DOCUMENT PASSAGE:
+++
Skip to main content

API Task - Develop a Flow

Overview

This example walks through the process of creating, identifying, and executing a job through automated methods. For this example, these tasks are accomplished using the following methods:

Note

This API task applies to a Development instance of the Designer Cloud Powered by Trifacta platform, which is the default platform instance type. For more information on Development and Production instance, see Overview of Deployment Manager.

  1. Locate or create flow. The datasets that you wrangle must be contained within a flow. You can add them to an existing flow or create a new one through the APIs.

  2. Create dataset. Through the APIs, you create an imported dataset from an asset that is accessible through one of the established connections. Then, you create the recipe object through the API.

    1. For the recipe, you must retrieve the internal identifier.

    2. Through the application, you modify the recipe for the dataset.

  3. Automate job execution. Using the APIs, you can automate execution of the wrangling of the dataset.

    1. As needed, this job can be re-executed on a periodic basis or whenever the source files are updated.

Example Datasets

In this example, you are attempting to wrangle monthly point of sale (POS) data from three separate regions into a single dataset for the state. This monthly data must be enhanced with information about the products and stores in the state. So, the example has a combination of transactional and reference data, which must be brought together into a single dataset.

Tip

To facilitate re-execution of this job each month, the transactional data should be stored in a dedicated directory. This directory can be overwritten with next month's data using the same filenames. As long as the new files are structured in an identical manner to the original ones, the new month's data can be processed by re-running the API aspects of this task.

Example Files:

The following files are stored on HDFS:

Path and Filename

Description

hdfs:///user/pos/POS-r01.txt

Point of sale transactions for Region 1.

hdfs:///user/pos/POS-r02.txt

Point of sale transactions for Region 2.

hdfs:///user/pos/POS-r03.txt

Point of sale transactions for Region 3.

hdfs:///user/ref/REF_PROD.txt

Reference data on products for the state.

hdfs:///user/ref/REF_CAL.txt

Reference data on stores in the state.

Note

The reference and transactional data are stored in separate directories. In this case, you can assume that the user has read access through his Alteryx account to these directories, although this access must be enabled and configured for real use cases.
+++
EXERCISE A: Return every line of the entries that contains the string "road", treating uppercase and lowercase letters as distinct.
The API task page and the entries that follow it are unrelated pieces of material.

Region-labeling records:
+++
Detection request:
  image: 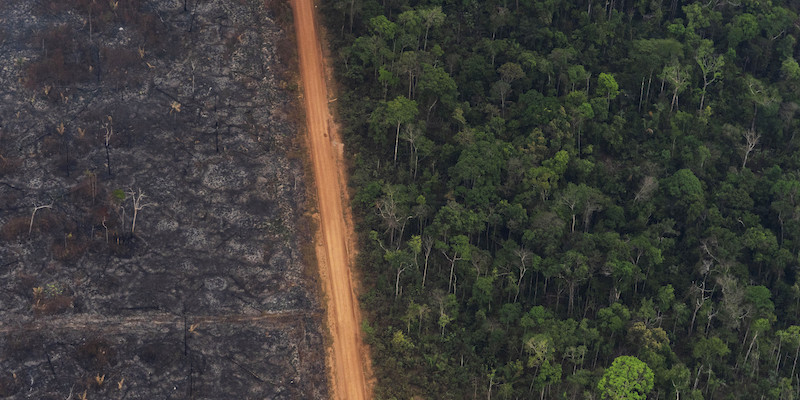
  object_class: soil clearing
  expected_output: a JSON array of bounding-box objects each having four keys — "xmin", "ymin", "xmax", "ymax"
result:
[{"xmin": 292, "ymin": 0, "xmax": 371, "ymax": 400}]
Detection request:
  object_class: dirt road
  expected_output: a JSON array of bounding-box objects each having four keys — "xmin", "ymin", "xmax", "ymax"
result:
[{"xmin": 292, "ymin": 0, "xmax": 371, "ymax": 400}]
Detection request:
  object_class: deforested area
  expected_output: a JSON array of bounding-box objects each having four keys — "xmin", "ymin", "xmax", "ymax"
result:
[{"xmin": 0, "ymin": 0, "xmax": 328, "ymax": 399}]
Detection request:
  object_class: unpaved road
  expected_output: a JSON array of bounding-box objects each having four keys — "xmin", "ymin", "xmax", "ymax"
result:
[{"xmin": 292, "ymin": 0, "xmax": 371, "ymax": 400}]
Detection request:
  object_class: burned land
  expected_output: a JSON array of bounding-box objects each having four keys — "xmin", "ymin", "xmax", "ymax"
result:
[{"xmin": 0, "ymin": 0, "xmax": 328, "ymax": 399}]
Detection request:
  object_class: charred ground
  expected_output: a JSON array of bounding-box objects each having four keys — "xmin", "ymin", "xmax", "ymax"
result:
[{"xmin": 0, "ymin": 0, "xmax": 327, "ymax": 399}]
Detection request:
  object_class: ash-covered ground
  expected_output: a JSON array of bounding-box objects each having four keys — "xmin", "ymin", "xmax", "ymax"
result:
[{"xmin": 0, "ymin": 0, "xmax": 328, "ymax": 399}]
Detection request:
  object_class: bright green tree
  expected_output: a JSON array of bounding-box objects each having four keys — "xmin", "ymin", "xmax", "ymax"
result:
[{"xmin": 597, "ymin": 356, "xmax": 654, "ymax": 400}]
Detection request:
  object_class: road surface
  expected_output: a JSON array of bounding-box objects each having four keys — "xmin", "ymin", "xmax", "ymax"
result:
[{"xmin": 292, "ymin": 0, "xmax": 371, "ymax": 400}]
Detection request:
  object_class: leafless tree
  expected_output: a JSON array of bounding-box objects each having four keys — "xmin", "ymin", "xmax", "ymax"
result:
+++
EXERCISE B: From the API task page, return everything from "This example walks" down to "the internal identifier.".

SOLUTION A:
  object_class: dirt road
  object_class: unpaved road
  object_class: road surface

SOLUTION B:
This example walks through the process of creating, identifying, and executing a job through automated methods. For this example, these tasks are accomplished using the following methods:

Note

This API task applies to a Development instance of the Designer Cloud Powered by Trifacta platform, which is the default platform instance type. For more information on Development and Production instance, see Overview of Deployment Manager.

  1. Locate or create flow. The datasets that you wrangle must be contained within a flow. You can add them to an existing flow or create a new one through the APIs.

  2. Create dataset. Through the APIs, you create an imported dataset from an asset that is accessible through one of the established connections. Then, you create the recipe object through the API.

    1. For the recipe, you must retrieve the internal identifier.